Would you give the data below back exactly as it reads?

Provided data Start Marker

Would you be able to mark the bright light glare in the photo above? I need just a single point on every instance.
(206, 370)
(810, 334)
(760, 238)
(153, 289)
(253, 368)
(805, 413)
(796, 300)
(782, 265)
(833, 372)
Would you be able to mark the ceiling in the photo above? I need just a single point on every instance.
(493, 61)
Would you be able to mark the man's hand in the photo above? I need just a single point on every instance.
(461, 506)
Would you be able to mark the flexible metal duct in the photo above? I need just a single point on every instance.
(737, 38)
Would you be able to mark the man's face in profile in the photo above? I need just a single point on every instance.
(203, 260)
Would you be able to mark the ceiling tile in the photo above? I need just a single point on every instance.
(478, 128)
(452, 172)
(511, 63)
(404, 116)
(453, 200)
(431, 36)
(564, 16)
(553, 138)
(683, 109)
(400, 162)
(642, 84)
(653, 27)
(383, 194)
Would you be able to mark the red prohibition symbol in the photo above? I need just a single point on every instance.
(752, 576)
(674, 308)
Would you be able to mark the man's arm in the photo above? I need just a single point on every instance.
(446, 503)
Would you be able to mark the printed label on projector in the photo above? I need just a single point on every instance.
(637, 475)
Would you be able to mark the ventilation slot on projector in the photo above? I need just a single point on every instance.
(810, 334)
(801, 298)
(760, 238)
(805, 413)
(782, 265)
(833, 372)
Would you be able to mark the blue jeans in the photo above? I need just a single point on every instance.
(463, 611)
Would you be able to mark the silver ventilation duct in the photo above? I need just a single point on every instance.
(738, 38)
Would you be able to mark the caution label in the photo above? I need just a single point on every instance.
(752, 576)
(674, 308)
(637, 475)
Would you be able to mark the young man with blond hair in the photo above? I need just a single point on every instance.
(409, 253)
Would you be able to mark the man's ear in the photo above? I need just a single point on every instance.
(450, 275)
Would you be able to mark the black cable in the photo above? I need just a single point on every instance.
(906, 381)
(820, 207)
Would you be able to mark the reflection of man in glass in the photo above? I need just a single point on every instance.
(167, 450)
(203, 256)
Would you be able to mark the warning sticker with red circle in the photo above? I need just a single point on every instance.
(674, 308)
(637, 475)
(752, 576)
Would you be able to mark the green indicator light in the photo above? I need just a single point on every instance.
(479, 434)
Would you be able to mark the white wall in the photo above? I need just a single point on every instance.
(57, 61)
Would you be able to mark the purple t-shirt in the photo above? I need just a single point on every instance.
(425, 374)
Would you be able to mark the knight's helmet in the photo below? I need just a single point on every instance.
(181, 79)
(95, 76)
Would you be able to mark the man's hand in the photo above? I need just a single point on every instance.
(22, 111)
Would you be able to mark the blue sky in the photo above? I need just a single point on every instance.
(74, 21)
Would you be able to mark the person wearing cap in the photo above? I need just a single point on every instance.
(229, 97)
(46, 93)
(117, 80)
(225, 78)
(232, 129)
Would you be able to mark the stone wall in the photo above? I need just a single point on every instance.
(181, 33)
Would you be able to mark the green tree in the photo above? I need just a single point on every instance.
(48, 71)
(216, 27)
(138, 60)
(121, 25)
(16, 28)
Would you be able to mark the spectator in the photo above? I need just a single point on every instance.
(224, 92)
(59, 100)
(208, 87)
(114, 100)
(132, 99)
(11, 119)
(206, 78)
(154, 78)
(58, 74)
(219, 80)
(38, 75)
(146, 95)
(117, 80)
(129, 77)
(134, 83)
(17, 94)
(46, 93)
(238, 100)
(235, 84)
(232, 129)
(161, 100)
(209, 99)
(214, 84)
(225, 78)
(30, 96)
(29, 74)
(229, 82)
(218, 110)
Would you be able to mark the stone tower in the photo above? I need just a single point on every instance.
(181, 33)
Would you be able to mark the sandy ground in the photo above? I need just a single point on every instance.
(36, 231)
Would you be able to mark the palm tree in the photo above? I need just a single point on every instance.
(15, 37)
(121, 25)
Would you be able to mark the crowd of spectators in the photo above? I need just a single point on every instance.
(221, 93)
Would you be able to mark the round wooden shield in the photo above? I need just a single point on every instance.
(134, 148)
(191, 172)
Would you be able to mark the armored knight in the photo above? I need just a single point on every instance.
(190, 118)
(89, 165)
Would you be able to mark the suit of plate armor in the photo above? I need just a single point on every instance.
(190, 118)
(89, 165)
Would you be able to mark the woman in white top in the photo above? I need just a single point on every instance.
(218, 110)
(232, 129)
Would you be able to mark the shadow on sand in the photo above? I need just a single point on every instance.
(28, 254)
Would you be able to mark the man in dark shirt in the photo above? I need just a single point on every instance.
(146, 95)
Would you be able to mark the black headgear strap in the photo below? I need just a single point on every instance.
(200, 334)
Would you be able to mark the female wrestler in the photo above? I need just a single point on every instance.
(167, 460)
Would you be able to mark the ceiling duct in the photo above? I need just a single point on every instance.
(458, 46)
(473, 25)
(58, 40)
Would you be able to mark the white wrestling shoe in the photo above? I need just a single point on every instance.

Provided data End Marker

● Expected answer:
Would you be able to mark the bright light glare in the photo above? I need just a single point on every instance.
(206, 370)
(810, 334)
(760, 238)
(153, 289)
(253, 368)
(805, 413)
(796, 300)
(782, 265)
(833, 372)
Would you be able to mark the ceiling in the photo above? I need just a single point on every instance.
(493, 61)
Would you be able to mark the man's hand in the photo above? I need just a single point on every instance.
(461, 506)
Would you be able to mark the flexible metal duct in the photo above? I need just a single point on every instance.
(737, 38)
Would you be able to mark the man's face in profile in the photo above? I need just a single point on every instance.
(203, 260)
Would you be able to mark the ceiling tile in the photo above? I need just a single point on every instance.
(478, 128)
(452, 172)
(511, 63)
(404, 116)
(453, 200)
(431, 36)
(564, 16)
(553, 138)
(683, 109)
(400, 162)
(642, 84)
(653, 27)
(383, 194)
Would you be able to mark the red prohibition symbol in the photo above? I need just a single point on every instance.
(752, 576)
(674, 308)
Would you be able to mark the man's arm in the photo above? I need just a single point on every instance.
(446, 503)
Would you be able to mark the printed label on projector in the photo above? I need just a single point on every instance.
(637, 475)
Would you be able to mark the ventilation slot on projector in the photo above? I need just a single point on every instance.
(810, 334)
(801, 298)
(760, 238)
(805, 413)
(782, 265)
(833, 372)
Would you be able to mark the blue jeans in the photo above? I need just a single point on every instance.
(463, 611)
Would you be able to mark the silver ventilation duct in the photo above? I need just a single point on every instance.
(738, 38)
Would you be able to mark the caution label in the photo above? I need just a single point on every instance.
(752, 576)
(674, 308)
(637, 475)
Would you be able to mark the young man with blond hair in the photo above? I need just a single point on every instance.
(409, 253)
Would you be able to mark the man's ear in the photo above? I need just a single point on every instance.
(450, 275)
Would you be able to mark the black cable in the photo above? I need just a single point on every instance.
(906, 381)
(820, 207)
Would you be able to mark the reflection of man in glass in the photo above? I need just a single point on every instance.
(167, 450)
(203, 256)
Would you be able to mark the warning sticker with red circle in the photo above? I need just a single point on every instance.
(674, 308)
(637, 475)
(752, 576)
Would you be able to mark the green indicator light in the photo above? I need just a single point on every instance.
(479, 434)
Would you be able to mark the white wall in the photo above? I need just a single point on every instance.
(57, 61)
Would you be able to mark the purple t-shirt in the photo above? I need just a single point on every instance.
(425, 374)
Would you be able to mark the knight's helmet in the photo below? I need just a single point on every instance.
(181, 79)
(95, 76)
Would you be able to mark the man's hand in the photo above? I need just a single point on every instance.
(22, 111)
Would you be able to mark the blue sky in the photo above? I need just a single point on every instance.
(74, 21)
Would you be able to mark the person wearing cap in the photo above? I need just a single point on every instance.
(229, 97)
(46, 93)
(117, 80)
(225, 78)
(232, 129)
Would you be able to mark the stone wall in the photo above? I need just a single point on every instance.
(181, 33)
Would you be able to mark the green tree in the photo above? I need just a single point on every instance.
(48, 71)
(216, 27)
(138, 60)
(121, 25)
(16, 28)
Would you be able to mark the spectator in the photo above? I need just a single point on every instance.
(224, 92)
(59, 100)
(208, 87)
(114, 100)
(132, 99)
(11, 119)
(206, 78)
(154, 78)
(58, 74)
(219, 80)
(38, 75)
(146, 95)
(117, 80)
(129, 77)
(134, 83)
(17, 94)
(46, 93)
(238, 100)
(235, 84)
(232, 129)
(161, 100)
(209, 99)
(214, 84)
(225, 78)
(30, 96)
(29, 74)
(229, 82)
(218, 110)
Would you be able to mark the stone tower in the photo above? I need just a single point on every instance.
(181, 33)
Would you be able to mark the sandy ground in the photo above? I need just a single point on every instance.
(36, 231)
Would you be able to mark the palm tree in the photo above? I need just a single point on every instance.
(15, 37)
(121, 25)
Would you be able to mark the crowd of spectators in the photo above? I need just a single point on every instance.
(221, 93)
Would you be able to mark the round wooden shield in the photo above? I need just a single point on every instance.
(134, 148)
(191, 172)
Would you be able to mark the armored knight in the photo above? I need just a single point on every instance.
(190, 118)
(89, 165)
Would you be able to mark the suit of plate armor in the photo above? I need just a single point on every instance.
(190, 118)
(89, 165)
Would you be able to mark the woman in white top in the photo above? I need just a single point on every instance.
(218, 110)
(232, 129)
Would you be able to mark the shadow on sand in the photo above? I need just a single point on every instance.
(28, 254)
Would you be able to mark the man in dark shirt in the photo above? I need just a single point on every instance.
(146, 95)
Would you be able to mark the black headgear strap in the photo below? I need just a single point on every instance.
(200, 334)
Would you be able to mark the female wrestler in the photo above? I need just a single point on every instance.
(167, 460)
Would you be able to mark the ceiling duct in the photo above? I need just a single point on every instance.
(458, 46)
(473, 25)
(58, 40)
Would you be able to mark the white wrestling shoe in the photo above? I need just a single point on every instance.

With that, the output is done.